■ GIVEN ENTRIES:
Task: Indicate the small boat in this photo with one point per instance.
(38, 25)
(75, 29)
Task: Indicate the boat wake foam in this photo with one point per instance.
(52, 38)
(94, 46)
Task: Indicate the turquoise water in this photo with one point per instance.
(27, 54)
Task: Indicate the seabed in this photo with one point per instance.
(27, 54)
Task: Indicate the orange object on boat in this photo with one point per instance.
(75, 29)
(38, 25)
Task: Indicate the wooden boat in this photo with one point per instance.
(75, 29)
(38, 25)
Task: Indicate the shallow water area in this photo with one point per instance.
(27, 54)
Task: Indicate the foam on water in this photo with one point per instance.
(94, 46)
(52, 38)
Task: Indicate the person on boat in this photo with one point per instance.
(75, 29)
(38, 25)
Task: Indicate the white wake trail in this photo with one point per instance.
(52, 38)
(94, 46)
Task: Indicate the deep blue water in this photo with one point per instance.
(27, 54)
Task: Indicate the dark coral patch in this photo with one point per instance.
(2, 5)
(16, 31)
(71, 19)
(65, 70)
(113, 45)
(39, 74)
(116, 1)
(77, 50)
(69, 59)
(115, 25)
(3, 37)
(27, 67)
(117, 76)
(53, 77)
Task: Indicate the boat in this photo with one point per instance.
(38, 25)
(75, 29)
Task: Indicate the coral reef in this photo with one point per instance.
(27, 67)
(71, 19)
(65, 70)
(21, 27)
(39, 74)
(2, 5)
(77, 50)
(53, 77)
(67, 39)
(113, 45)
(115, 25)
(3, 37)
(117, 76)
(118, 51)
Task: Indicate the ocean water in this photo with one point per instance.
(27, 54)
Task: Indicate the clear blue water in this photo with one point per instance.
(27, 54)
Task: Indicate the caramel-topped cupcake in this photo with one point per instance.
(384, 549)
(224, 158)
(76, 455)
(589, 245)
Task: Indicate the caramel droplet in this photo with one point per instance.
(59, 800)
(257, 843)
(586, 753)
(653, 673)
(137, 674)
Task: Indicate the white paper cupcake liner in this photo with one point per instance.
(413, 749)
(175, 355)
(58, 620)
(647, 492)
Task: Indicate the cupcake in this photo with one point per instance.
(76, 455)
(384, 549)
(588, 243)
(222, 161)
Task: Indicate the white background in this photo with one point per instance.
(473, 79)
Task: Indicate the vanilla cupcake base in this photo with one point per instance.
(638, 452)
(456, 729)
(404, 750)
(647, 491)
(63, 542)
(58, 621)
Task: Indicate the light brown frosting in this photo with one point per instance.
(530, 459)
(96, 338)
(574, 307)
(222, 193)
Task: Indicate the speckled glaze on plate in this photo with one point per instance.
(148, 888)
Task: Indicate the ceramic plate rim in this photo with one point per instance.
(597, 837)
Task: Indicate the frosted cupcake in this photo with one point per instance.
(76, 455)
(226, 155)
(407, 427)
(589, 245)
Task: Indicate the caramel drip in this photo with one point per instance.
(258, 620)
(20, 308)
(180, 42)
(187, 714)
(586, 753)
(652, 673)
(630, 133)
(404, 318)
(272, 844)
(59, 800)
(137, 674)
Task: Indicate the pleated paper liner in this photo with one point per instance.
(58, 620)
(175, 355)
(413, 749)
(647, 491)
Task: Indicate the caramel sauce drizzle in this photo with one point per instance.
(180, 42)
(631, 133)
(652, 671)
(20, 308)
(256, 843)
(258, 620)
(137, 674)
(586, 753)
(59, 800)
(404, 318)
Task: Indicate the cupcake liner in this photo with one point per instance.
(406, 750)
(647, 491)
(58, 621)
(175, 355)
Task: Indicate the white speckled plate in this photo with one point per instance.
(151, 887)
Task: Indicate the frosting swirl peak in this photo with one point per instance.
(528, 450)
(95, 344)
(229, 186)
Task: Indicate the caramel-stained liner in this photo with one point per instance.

■ WORK TO COMPLETE: Starting at the line that contains "Task: Indicate the caramel drip" and ending with the last of the entries above, write those lines out again with "liner" swapped for "wrapper" and nothing else changed.

■ COMPLETED EXERCISE:
Task: Indicate the caramel drip in this photo with one point per instance.
(258, 620)
(20, 308)
(180, 42)
(187, 714)
(586, 753)
(652, 673)
(630, 133)
(404, 318)
(272, 844)
(59, 800)
(137, 674)
Task: Indicate the pleated paper wrapper in this photo with one point per instance.
(58, 620)
(175, 355)
(413, 749)
(647, 491)
Task: Indicate the caramel sauce drizzle in this photo with one point per instance.
(180, 42)
(631, 133)
(652, 671)
(20, 308)
(256, 843)
(258, 620)
(137, 674)
(586, 753)
(59, 800)
(404, 318)
Task: Indicate the cupcake wrapper in this photo with one point per instance.
(406, 750)
(647, 491)
(58, 621)
(175, 355)
Task: Indicate the white speckled plate in this photo with one point per instance.
(151, 887)
Task: Indicate the frosting swirl peak in this photo with one point per instance.
(528, 450)
(95, 344)
(229, 186)
Task: Indicate the caramel-stained wrapper in this photo with one point per instance.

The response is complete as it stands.